Written instruction A: Write out the stretch of the passage on yoga and confidence from "When I first" through "was much harder.".
Written instruction B:
Answer these questions about the passage on yoga and confidence:
(i) What does the writer say the confidence comes from?
(ii) What did the writer watch over and over when first starting yoga?
(iii) In teaching, what grows the longer you have been at it?

Selected text:
§ §

Now a year later, I feel much more confident about my abilities. I can participate in any yoga class and feel like I will understand what to do, and I can do the poses correctly without hurting myself and ensuring I get the benefit of the exercise. I can’t do everything, obviously, but I have confidence that I’ll be able to complete the class successfully.
The confidence comes from having done it. And there’s no way to fake that.
There’s no way to be truly confident about your ability to do something that you’ve never done or you’ve only done a couple of times and aren’t very good at it. The confidence won’t come until after you’ve had more experience.
Obviously, the same thing is true in teaching. The longer you’ve been at it, the more your confidence will grow. But I think there also has to be more repetition.
When I first started doing yoga, I would watch the same YouTube videos over and over to master those exact flows. If I tried to do something different, it was much harder.

§ §

Records excerpted from a collection:

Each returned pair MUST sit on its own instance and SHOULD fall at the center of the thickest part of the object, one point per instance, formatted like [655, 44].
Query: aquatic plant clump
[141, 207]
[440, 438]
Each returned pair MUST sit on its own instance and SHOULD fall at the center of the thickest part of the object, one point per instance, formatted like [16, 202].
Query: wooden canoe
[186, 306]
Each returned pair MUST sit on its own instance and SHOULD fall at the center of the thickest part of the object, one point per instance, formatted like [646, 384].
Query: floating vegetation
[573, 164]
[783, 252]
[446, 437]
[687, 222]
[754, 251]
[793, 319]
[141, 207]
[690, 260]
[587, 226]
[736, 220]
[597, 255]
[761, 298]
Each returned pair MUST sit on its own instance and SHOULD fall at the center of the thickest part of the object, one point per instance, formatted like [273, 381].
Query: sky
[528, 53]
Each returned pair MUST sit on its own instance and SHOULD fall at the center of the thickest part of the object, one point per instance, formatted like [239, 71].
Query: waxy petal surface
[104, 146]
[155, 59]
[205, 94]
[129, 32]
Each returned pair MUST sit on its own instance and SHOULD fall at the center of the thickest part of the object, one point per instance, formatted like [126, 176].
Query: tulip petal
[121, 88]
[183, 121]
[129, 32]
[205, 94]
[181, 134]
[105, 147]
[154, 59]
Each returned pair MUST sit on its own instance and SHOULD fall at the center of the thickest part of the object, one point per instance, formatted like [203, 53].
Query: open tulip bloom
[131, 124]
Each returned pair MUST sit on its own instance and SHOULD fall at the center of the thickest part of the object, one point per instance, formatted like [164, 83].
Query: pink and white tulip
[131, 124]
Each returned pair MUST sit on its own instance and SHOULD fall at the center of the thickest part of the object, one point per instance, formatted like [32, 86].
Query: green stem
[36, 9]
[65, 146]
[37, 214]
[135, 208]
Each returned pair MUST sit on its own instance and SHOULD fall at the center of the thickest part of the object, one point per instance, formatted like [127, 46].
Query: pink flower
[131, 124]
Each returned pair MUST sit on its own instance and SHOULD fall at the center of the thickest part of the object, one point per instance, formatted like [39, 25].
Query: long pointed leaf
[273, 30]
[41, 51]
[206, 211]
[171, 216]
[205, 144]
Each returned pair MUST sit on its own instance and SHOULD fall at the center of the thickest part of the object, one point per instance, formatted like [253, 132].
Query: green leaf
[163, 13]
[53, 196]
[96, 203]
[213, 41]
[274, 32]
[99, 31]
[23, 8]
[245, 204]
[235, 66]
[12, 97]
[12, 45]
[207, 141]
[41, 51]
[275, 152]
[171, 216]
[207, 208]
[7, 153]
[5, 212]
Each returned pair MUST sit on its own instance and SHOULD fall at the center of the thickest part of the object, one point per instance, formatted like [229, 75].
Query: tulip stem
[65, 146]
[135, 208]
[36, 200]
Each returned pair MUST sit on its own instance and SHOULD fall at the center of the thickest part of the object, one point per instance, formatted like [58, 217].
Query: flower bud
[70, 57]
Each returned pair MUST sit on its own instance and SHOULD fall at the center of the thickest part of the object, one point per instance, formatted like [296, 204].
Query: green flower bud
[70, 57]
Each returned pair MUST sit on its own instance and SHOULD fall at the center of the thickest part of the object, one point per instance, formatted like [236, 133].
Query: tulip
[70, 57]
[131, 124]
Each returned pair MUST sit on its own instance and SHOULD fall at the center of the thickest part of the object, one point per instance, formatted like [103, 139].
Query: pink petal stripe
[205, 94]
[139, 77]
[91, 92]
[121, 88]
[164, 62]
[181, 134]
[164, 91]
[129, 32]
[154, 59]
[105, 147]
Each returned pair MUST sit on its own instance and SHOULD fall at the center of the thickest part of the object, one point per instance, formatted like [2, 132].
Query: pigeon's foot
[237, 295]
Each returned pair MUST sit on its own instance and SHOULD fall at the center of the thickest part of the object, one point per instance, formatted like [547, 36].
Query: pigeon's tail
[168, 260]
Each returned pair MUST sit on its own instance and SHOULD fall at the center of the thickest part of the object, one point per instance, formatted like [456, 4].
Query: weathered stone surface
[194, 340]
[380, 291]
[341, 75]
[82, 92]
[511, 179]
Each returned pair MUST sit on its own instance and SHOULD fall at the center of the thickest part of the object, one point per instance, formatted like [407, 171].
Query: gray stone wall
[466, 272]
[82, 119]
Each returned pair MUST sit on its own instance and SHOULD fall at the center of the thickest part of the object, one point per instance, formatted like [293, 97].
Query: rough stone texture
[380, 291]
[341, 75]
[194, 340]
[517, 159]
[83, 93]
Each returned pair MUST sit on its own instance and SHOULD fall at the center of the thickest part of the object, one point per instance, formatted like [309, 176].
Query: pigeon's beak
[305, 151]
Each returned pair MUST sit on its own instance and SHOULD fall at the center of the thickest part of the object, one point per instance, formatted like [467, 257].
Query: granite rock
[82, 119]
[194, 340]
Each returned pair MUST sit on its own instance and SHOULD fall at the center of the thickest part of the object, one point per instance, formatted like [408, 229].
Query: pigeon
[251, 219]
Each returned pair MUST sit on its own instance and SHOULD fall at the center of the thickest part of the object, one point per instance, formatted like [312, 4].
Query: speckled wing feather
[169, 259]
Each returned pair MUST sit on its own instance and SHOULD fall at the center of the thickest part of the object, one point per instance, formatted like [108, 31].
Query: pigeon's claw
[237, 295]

§ §

Expected answer A:
When I first started doing yoga, I would watch the same YouTube videos over and over to master those exact flows. If I tried to do something different, it was much harder.

Expected answer B:
(i) Having done it.
(ii) The same YouTube videos.
(iii) Your confidence.